*Given exercise A*:
Reproduce verbatim the portion of the Mitchell Parent profile that begins at the words "Areas of Expertise" and ends after the words "faster changing world?".
*Given exercise B*:
Answer the following questions using the Mitchell Parent profile:
(i) Which languages are listed?
(ii) At which university is Mitchell Parent a student?
(iii) Whom does the posted comment quote, and with what phrase?
--- start of Provided passage ---
Mitchell Parent

student - B.A. English, Mount Royal University, Calgary
Calgary, Ab, Canada

About Mitchell

Languages

English, Japanese

Areas of Expertise

Critical Theory and Literature, Critical thinking

Comments & conversations

Noface
Mitchell Parent
Posted about 2 years ago
How can education motivate students to be exceptional? And what is the role of the university to challenge them in a faster changing world?
Two give my two cents as a current university student, I believe that there are several things that can be done to help a student excel in their learning, the first and one of the most important of which is to help students realize that learning can be fun! Rather than simply memorizing facts and figures in rote form for the simple end goal of achieving a higher grade, only to forget those mundane bits of information once the test is over, learning for the simple enjoyment of it is a value that the global education system doesn't communicate very well. It's like Pat Gilbert posted a few days ago, "being interested instead of interesting." So to answer your question as to how can a student excel in this complex world? My answer would say that it begins with the values that we teach children regarding knowledge. Reading a novel isn't meant to be a chore. Math is not simply 1 + 1 = 2. And science is not all cell replication and chemicals. Learning shouldn't be about test results; we need to instill in children that learning is simply fun, especially when you start knowing enough to help the people around you.
--- end of Provided passage ---
--- start of Record set ---
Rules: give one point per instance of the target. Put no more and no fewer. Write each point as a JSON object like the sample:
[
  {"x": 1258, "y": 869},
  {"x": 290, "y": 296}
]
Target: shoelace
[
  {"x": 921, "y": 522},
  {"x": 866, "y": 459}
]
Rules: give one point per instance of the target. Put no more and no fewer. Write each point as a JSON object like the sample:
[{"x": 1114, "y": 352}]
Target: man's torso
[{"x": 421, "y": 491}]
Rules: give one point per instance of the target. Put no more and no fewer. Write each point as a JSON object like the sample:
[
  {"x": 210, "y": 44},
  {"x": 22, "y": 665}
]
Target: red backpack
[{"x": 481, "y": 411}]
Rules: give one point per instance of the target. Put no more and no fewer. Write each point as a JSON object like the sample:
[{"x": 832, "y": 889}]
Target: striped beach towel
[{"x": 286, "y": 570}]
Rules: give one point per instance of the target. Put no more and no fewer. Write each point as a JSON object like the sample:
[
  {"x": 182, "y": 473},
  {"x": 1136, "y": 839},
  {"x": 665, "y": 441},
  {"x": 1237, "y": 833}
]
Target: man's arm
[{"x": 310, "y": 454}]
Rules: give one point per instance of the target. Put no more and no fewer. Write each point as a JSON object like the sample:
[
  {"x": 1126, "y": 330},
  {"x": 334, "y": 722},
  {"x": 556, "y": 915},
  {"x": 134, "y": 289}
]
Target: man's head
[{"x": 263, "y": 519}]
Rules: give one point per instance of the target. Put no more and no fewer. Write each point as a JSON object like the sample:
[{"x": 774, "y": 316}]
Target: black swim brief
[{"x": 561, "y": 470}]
--- end of Record set ---
*Expected answer A*:
Areas of Expertise

Critical Theory and Literature, Critical thinking

Comments & conversations

Noface
Mitchell Parent
Posted about 2 years ago
How can education motivate students to be exceptional? And what is the role of the university to challenge them in a faster changing world?

*Expected answer B*:
(i) English and Japanese.
(ii) Mount Royal University, Calgary.
(iii) Pat Gilbert, with the phrase "being interested instead of interesting."